• **Natural language region descriptions**

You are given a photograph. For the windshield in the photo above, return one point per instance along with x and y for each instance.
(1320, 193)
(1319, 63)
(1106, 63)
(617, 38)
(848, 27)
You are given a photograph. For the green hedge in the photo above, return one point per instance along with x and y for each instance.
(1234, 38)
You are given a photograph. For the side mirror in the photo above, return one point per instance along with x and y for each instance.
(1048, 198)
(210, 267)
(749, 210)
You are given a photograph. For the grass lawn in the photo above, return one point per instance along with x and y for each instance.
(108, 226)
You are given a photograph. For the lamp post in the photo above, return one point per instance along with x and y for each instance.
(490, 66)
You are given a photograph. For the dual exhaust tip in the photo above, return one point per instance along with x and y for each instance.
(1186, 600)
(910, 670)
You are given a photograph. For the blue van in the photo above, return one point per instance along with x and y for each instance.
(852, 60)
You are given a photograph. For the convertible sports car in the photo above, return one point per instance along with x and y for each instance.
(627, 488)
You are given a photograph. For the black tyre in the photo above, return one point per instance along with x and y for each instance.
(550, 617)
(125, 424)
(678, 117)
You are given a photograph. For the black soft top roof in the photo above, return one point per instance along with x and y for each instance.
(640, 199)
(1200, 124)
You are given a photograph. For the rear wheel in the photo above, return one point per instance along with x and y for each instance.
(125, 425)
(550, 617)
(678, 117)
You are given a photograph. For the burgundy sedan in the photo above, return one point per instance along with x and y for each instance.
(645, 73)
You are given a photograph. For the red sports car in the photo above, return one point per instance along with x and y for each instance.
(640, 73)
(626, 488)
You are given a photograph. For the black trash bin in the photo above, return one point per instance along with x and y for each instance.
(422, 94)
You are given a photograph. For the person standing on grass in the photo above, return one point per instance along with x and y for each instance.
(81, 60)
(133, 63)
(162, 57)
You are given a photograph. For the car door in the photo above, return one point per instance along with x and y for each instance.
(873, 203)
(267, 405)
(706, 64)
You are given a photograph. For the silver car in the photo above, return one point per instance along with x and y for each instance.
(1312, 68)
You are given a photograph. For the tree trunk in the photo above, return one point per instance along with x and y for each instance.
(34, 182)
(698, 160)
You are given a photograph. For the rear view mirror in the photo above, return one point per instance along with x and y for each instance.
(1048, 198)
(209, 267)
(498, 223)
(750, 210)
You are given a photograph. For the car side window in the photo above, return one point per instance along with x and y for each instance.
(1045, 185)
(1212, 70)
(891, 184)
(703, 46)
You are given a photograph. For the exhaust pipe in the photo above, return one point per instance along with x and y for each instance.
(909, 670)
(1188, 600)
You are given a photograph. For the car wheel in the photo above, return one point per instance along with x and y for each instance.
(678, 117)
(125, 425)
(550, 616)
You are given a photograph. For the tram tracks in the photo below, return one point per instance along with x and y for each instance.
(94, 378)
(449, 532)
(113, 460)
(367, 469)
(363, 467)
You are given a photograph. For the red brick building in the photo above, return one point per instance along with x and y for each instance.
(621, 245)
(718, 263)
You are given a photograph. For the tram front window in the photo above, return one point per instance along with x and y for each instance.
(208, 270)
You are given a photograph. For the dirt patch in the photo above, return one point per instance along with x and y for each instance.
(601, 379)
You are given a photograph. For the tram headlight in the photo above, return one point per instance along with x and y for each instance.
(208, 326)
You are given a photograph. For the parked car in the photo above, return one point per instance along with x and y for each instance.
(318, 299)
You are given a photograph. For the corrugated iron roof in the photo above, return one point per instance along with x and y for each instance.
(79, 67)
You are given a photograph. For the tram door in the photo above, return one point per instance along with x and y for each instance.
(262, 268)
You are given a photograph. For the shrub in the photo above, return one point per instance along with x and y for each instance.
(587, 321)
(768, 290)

• **Task objective**
For every entry above, write out an exact copy.

• **Output below**
You are given a photograph. For the windshield in the photo above, return one point per instance along with x and y for each instance.
(1320, 193)
(1319, 63)
(1106, 63)
(617, 38)
(848, 27)
You are given a photograph. For the green hedge in the photo above, return one point per instance along with x and y for each instance.
(1234, 38)
You are given a photograph. For the side mirror in the photo above, return one point per instance along with x and y for each instance.
(1048, 198)
(210, 267)
(749, 210)
You are given a photograph. For the grass lawn in the photo above, return one point per instance along with x and y for each instance.
(108, 226)
You are given a photograph. For the lamp post in the photo above, return one point per instance along with x and y for each instance.
(490, 66)
You are given a photograph. For the dual exhaust tip in the photo above, return one point per instance along with x and y for each instance.
(1186, 600)
(910, 670)
You are given a photograph. For the blue van in the photo above, return one point per instance along with x and y for each instance.
(852, 60)
You are given a photograph. For the convertible sports car in the photo above, return one point per instance along with x and y for each instance.
(627, 488)
You are given a photograph. For the black tyre in the photo above, return one point per instance along with x and y for each instance.
(550, 617)
(125, 424)
(678, 117)
You are given a photograph. For the black soft top roof in the photo above, return one point per instance along with x and y for each instance.
(640, 199)
(1200, 124)
You are given a photograph. For the rear wheel in the photo above, return one point per instance along with x and y for each instance.
(125, 425)
(550, 617)
(678, 117)
You are given a photograph. For the burgundy sedan in the photo above, return one point per instance along with x and y for each instance.
(645, 73)
You are given a photograph. For the red sports car in the photo above, return one point per instance along with x and y for each instance.
(640, 73)
(626, 488)
You are given a photograph. For the black trash bin in the photo above, return one point per instance along with x and y for each instance.
(422, 94)
You are given a photograph. For the person standing on grass in the photo above, return one point per instance along with x and y for each instance.
(81, 60)
(133, 63)
(162, 57)
You are given a photograph. For the car door in the photo above, return one point per instance along with x and y for each instance.
(873, 203)
(267, 405)
(706, 64)
You are given a photograph. For the silver car in the photo above, return one point per instance along with x and y for each instance.
(1312, 68)
You are given a photograph. For the tree trunk in the photo above, return one point per instance along with x and y for each instance.
(34, 182)
(698, 160)
You are given a photograph. For the rear view mirror in the photo above, return one point per instance along with x and y for each instance.
(1048, 198)
(209, 267)
(498, 223)
(750, 210)
You are given a photograph. For the car side window in the photo above, return one point per instance along with x and y for each instance.
(1045, 185)
(1212, 70)
(891, 184)
(703, 46)
You are given a photograph. For the exhaust pipe in the photo above, return one point per instance along with x and y for each instance.
(909, 670)
(1188, 600)
You are given a photograph. For the car wheel in the photo above, return one point per instance along with x and y for each instance.
(678, 117)
(125, 425)
(550, 616)
You are given a photograph. For the tram tracks in the photo below, return one point per instance along with x and y for each instance.
(94, 378)
(449, 532)
(113, 460)
(367, 469)
(363, 467)
You are given a photograph. For the red brick building in the photo above, return one point per instance along with x and y for each instance.
(621, 245)
(718, 263)
You are given a photograph. For the tram front window in the photo above, return one point per instance along with x and y for each instance.
(208, 270)
You are given a photograph. For the dirt patch in the photo above, return one point per instance along with x and y for each instance.
(601, 379)
You are given a photograph. For the tram headlight in the photo above, return one point per instance along with x and y for each instance.
(208, 326)
You are given a photograph. For the parked car in the photo above, return one point per instance along with x and y for each instance.
(318, 299)
You are given a photograph. For the corrugated iron roof in the photo above, return one point per instance along with x and y for each instance.
(79, 67)
You are given a photograph. For the tram door in the photo above, return one point per instance along with x and y for each instance.
(262, 268)
You are given a photograph. For the shrub in the photo above, return one point per instance along with x and y for each instance.
(587, 321)
(768, 290)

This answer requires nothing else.